What you are asked to do: An exact reprint of all the records is the expected answer.

'''

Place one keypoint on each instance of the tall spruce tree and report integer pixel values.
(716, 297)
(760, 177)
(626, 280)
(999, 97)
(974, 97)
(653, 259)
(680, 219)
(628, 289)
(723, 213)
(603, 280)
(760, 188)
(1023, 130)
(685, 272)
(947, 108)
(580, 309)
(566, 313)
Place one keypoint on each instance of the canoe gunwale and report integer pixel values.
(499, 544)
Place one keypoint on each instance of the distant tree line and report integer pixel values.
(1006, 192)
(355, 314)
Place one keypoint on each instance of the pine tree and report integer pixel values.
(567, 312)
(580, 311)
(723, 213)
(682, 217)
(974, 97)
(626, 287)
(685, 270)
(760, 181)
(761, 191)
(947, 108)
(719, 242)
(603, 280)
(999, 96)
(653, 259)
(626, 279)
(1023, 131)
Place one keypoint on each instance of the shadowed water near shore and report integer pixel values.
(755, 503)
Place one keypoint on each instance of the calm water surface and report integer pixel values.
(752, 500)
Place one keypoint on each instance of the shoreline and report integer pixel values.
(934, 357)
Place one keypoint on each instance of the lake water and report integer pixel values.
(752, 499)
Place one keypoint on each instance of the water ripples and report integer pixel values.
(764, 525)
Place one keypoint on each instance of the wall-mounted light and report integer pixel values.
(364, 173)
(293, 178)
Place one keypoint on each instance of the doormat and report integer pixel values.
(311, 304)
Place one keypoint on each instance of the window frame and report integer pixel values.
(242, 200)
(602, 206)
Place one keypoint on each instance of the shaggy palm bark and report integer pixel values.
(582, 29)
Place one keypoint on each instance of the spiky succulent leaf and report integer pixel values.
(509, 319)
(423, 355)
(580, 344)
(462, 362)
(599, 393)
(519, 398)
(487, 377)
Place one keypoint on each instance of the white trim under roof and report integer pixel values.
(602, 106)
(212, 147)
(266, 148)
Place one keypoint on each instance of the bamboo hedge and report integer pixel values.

'''

Task answer:
Place one keypoint on each instance of the tall spruce tree and report integer pixel values.
(716, 297)
(760, 177)
(626, 280)
(999, 97)
(974, 97)
(653, 259)
(680, 219)
(628, 289)
(723, 213)
(603, 280)
(760, 188)
(1023, 130)
(685, 272)
(947, 108)
(580, 309)
(566, 313)
Place one keypoint on each instance of the canoe gunwale and report integer pixel values.
(499, 544)
Place one keypoint on each instance of the distant tree line and report integer pixel values.
(1006, 192)
(355, 314)
Place one keypoint on each instance of the pine tree and report integer pixel values.
(567, 312)
(580, 311)
(723, 213)
(682, 217)
(974, 97)
(626, 287)
(685, 270)
(760, 181)
(761, 191)
(947, 108)
(719, 242)
(603, 280)
(999, 96)
(653, 259)
(626, 279)
(1023, 131)
Place one keypoint on each instance of the shadowed water near shore and report integer pixel values.
(755, 503)
Place one keypoint on each instance of the calm water surface and report integer pixel values.
(752, 500)
Place one keypoint on each instance of the shoreline and report integer pixel values.
(934, 357)
Place one keypoint on each instance of the lake water and report integer pixel values.
(752, 499)
Place one keypoint on each instance of the water ripples and report integer pixel values.
(764, 525)
Place one keypoint on each instance of the wall-mounted light and report integer pixel values.
(364, 173)
(293, 178)
Place one keypoint on each instance of the doormat and report integer pixel values.
(311, 304)
Place one keypoint on each instance of the window frame and report integer pixel values.
(242, 200)
(602, 206)
Place one keypoint on each instance of the shaggy palm bark and report integer pixel values.
(582, 29)
Place one keypoint on each instance of the spiky succulent leaf and report integer pixel values.
(509, 319)
(423, 355)
(580, 344)
(462, 362)
(599, 393)
(519, 398)
(487, 377)
Place one keypoint on each instance of the white trim under roof and report integer pixel values.
(602, 106)
(212, 147)
(266, 148)
Place one keypoint on each instance of the bamboo hedge and report integer pixel values.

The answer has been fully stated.